§ Problem details: Beginning with the line containing "pin: the shower" and ending with the last line of the records, set down every line exactly.

---- Data provided

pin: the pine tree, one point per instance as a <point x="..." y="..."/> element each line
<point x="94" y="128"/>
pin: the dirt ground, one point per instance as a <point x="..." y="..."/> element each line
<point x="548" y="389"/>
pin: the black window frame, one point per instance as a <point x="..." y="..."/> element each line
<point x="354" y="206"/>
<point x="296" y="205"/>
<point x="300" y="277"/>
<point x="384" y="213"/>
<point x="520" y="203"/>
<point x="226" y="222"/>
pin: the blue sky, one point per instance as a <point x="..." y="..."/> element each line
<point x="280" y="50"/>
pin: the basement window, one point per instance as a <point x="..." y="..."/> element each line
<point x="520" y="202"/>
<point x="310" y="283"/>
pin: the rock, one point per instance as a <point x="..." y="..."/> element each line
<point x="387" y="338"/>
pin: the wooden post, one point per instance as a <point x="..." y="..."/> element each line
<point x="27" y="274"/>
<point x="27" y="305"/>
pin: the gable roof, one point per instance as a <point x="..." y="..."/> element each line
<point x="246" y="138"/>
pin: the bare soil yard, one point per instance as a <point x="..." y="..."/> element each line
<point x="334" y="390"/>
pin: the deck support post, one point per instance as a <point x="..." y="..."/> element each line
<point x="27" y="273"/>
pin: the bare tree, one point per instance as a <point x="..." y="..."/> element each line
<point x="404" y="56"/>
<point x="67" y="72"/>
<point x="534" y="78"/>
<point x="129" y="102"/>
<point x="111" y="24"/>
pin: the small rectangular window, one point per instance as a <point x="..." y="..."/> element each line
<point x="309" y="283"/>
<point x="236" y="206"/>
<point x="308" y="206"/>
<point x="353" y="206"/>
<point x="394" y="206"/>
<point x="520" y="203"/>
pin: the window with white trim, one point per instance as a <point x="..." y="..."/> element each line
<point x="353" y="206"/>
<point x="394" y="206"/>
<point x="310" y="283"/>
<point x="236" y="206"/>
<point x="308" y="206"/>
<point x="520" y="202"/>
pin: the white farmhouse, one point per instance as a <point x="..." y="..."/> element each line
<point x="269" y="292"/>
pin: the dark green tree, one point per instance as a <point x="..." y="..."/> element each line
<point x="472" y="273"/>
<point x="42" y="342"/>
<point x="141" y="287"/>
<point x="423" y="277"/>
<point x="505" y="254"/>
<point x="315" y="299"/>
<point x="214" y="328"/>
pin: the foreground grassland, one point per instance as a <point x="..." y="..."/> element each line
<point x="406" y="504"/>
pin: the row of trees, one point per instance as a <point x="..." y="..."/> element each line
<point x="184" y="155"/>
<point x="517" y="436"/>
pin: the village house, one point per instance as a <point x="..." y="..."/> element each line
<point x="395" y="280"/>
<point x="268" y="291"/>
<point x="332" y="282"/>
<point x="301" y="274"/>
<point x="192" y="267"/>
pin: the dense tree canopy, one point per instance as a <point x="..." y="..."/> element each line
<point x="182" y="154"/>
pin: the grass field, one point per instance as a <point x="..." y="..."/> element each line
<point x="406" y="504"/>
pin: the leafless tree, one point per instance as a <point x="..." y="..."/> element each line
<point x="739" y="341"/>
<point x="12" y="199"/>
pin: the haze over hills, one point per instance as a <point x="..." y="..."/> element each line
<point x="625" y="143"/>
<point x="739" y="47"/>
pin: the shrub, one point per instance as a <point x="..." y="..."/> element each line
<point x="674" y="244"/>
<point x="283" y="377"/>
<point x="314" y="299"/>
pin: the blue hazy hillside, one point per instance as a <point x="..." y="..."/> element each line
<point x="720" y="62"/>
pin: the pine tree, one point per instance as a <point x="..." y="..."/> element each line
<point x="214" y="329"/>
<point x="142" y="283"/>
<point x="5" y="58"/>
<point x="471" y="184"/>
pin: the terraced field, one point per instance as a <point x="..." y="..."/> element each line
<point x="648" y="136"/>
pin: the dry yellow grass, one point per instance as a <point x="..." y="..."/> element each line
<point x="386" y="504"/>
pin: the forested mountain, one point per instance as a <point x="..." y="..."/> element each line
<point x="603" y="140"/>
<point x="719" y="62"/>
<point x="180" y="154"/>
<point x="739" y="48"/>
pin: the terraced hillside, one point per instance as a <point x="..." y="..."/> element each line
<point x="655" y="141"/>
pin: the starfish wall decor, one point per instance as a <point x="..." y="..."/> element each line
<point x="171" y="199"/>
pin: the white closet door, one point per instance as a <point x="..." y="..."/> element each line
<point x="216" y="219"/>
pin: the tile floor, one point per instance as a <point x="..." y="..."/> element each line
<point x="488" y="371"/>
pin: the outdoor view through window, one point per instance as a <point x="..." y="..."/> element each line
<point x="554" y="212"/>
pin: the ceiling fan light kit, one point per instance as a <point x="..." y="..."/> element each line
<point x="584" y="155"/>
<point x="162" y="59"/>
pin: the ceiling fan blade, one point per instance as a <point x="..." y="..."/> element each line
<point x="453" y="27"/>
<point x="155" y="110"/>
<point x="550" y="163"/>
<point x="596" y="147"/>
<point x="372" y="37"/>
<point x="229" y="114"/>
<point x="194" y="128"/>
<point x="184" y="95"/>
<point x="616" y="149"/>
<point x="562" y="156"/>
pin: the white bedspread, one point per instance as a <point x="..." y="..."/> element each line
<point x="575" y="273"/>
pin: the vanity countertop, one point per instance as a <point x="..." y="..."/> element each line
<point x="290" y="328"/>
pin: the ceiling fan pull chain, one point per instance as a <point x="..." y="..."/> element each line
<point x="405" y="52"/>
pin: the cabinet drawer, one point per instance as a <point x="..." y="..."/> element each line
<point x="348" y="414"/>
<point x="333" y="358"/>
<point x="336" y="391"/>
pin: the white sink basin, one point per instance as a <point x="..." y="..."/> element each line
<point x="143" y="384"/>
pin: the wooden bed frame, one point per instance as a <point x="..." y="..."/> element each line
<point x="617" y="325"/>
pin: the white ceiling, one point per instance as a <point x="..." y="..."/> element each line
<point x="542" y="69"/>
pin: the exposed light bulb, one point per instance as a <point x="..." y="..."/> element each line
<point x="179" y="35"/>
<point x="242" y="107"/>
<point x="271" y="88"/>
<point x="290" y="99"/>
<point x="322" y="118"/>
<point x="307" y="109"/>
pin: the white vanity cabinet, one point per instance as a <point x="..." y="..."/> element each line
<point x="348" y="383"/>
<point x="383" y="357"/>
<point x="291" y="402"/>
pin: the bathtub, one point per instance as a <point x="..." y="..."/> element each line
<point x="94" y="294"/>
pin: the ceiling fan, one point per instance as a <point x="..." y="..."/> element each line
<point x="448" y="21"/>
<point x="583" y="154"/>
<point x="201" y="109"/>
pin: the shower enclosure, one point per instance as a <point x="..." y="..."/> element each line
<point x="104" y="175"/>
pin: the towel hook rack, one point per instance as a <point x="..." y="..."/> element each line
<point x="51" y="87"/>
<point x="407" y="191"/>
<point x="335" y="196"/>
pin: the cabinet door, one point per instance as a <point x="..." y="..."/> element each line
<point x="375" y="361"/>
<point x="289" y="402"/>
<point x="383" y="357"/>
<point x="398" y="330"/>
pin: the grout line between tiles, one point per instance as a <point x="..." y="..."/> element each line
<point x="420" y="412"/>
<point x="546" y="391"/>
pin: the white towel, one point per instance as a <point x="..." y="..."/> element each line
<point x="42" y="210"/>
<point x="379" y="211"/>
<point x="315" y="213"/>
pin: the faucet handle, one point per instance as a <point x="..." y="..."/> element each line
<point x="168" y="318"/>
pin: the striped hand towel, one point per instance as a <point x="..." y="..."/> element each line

--------

§ Output:
pin: the shower enclosure, one point per instance as a <point x="..." y="..."/> element each line
<point x="104" y="175"/>
pin: the towel hook rack, one point per instance as a <point x="..." y="..."/> element each line
<point x="51" y="87"/>
<point x="407" y="191"/>
<point x="335" y="196"/>
pin: the cabinet door, one point per instance as a <point x="..." y="..."/> element each line
<point x="375" y="361"/>
<point x="289" y="402"/>
<point x="383" y="357"/>
<point x="398" y="330"/>
pin: the grout line between tiles, one point per instance as a <point x="..." y="..."/> element each line
<point x="420" y="412"/>
<point x="546" y="391"/>
pin: the white towel, one point per instance as a <point x="..." y="..."/> element each line
<point x="42" y="210"/>
<point x="379" y="211"/>
<point x="315" y="213"/>
pin: the faucet handle, one point per instance as a <point x="..." y="..."/> element each line
<point x="168" y="318"/>
pin: the striped hand towel, one point per instance as a <point x="..." y="..."/> element each line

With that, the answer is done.